> _ACTION ITEM_:
Reproduce from the records below, with no pictures, exactly the lines between the one containing "One point belongs on each instance of the dark" and the one containing "One point belongs on each instance of the distant", inclusive.

> _Data entries_:

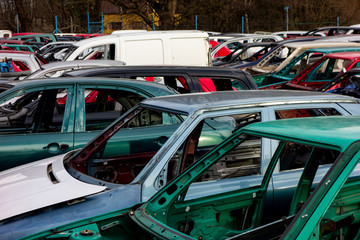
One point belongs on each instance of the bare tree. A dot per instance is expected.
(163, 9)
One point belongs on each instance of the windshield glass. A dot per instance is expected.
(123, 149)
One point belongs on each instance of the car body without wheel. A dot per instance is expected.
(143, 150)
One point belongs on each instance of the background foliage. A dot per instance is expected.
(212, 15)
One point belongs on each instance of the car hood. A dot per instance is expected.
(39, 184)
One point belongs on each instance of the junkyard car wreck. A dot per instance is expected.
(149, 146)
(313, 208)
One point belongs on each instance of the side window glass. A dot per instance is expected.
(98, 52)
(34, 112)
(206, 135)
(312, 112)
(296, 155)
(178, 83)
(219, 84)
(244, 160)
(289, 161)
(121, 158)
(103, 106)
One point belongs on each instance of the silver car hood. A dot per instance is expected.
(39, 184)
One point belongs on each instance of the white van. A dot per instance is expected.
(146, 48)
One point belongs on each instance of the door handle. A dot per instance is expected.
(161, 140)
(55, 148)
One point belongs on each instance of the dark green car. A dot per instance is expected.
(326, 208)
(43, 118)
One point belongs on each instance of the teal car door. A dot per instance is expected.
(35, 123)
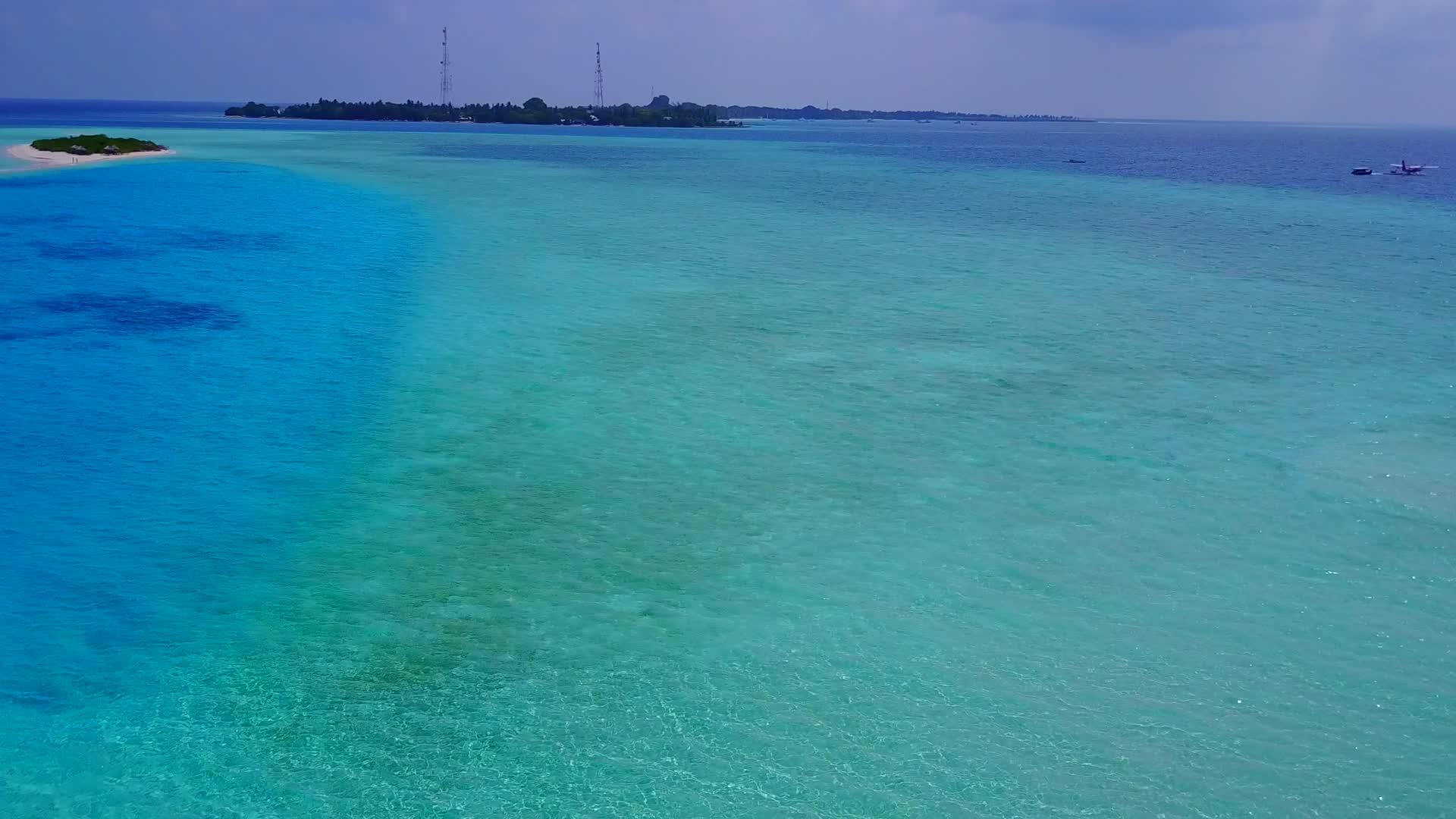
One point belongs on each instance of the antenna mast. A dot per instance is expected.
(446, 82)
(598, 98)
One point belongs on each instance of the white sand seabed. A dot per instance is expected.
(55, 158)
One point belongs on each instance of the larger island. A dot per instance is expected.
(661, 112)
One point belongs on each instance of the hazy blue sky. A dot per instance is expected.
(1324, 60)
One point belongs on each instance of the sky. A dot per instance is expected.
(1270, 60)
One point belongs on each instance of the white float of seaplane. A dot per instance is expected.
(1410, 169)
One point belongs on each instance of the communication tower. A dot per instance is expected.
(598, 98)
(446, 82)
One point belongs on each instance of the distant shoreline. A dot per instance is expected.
---
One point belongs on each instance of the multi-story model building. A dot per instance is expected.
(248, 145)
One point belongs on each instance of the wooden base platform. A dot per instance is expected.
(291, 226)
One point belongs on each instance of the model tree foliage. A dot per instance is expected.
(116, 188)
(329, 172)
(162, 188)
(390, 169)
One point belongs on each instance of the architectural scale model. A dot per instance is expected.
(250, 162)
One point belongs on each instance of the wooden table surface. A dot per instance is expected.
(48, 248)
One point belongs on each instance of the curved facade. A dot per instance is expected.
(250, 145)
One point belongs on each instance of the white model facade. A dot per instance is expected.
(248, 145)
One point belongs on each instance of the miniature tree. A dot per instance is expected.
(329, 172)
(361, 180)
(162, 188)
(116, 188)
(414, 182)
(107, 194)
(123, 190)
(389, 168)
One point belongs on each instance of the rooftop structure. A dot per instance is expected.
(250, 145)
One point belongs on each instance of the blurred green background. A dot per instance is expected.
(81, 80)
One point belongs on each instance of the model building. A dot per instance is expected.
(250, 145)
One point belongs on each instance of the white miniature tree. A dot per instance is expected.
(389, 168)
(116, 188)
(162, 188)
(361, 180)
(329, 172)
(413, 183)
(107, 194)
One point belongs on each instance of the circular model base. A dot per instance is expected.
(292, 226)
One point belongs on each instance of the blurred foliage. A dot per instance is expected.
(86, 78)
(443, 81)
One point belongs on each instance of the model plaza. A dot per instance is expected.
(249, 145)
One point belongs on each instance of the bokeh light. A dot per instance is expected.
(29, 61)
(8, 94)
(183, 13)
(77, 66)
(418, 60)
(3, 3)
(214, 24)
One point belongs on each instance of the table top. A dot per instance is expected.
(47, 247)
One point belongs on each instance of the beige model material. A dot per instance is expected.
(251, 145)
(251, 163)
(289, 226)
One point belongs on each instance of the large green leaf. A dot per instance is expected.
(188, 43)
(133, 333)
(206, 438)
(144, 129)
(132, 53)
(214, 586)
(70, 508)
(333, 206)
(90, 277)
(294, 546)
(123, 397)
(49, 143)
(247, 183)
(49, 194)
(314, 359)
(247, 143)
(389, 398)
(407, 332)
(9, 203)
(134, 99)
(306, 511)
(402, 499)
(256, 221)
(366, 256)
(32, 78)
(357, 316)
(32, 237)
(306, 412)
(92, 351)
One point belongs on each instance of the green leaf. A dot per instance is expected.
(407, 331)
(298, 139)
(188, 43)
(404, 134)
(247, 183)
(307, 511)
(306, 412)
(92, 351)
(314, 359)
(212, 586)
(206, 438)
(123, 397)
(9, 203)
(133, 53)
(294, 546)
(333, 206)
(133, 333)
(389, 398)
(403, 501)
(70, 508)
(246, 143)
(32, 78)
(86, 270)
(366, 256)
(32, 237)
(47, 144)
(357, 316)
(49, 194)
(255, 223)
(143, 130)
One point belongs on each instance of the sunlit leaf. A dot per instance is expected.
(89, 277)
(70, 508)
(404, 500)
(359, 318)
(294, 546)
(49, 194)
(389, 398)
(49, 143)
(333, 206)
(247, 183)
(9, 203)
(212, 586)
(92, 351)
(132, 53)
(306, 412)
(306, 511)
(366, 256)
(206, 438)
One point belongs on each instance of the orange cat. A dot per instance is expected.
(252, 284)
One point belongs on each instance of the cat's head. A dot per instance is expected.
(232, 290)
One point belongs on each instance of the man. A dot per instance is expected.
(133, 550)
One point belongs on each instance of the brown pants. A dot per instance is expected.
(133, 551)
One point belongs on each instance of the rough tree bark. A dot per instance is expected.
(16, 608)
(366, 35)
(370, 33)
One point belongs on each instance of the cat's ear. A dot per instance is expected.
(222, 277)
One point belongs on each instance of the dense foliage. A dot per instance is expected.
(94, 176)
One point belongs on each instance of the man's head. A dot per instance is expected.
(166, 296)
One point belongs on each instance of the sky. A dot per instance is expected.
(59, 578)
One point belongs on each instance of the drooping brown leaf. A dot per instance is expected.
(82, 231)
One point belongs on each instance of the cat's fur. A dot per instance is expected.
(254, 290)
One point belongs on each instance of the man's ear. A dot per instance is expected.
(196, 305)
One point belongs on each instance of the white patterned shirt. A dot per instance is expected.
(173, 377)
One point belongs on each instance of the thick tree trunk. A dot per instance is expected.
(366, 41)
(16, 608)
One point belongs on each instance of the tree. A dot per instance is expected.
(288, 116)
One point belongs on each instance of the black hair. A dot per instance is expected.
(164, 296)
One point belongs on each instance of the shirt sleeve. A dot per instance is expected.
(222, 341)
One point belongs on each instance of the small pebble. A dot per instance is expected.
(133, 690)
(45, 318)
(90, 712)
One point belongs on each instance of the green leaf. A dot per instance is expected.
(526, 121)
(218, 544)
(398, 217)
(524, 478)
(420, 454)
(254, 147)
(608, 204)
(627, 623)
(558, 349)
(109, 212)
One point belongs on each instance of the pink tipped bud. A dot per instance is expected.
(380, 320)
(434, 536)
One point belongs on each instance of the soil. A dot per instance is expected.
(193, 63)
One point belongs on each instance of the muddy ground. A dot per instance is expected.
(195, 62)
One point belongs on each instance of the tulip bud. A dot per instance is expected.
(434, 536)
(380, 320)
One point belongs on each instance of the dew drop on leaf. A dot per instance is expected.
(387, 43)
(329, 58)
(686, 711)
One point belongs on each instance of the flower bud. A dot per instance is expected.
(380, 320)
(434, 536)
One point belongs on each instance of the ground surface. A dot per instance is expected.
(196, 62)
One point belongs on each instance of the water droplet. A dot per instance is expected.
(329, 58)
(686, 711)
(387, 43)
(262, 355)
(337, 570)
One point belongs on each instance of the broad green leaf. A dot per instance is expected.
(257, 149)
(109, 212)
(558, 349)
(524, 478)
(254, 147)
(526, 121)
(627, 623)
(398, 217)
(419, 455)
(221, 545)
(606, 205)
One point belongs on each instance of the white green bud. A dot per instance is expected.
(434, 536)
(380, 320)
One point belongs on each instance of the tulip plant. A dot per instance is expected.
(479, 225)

> _ANSWER TO THIS PROBLEM_:
One point belongs on each instance of the dark green car. A dot per instance is expected.
(326, 208)
(43, 118)
One point belongs on each instance of the teal car door. A dot per instance is expected.
(35, 123)
One point belongs on each instance of the antenna mast. A dot per instance is expected.
(446, 82)
(598, 98)
One point belongs on each instance of the white sand seabed. A dot per instance is expected.
(55, 158)
One point belongs on each instance of the larger island. A dot per instance is expected.
(661, 112)
One point belongs on each instance of the hazy blue sky. A dot per instance is expected.
(1324, 60)
One point belongs on each instance of the sky. A dot per instance is expected.
(1270, 60)
One point belongs on each instance of the white float of seaplane. A dot per instance is expected.
(1410, 169)
One point belongs on each instance of the communication tower. A dot per instance is expected.
(598, 98)
(446, 82)
One point belongs on each instance of the distant shoreline. A dot per instance is expected.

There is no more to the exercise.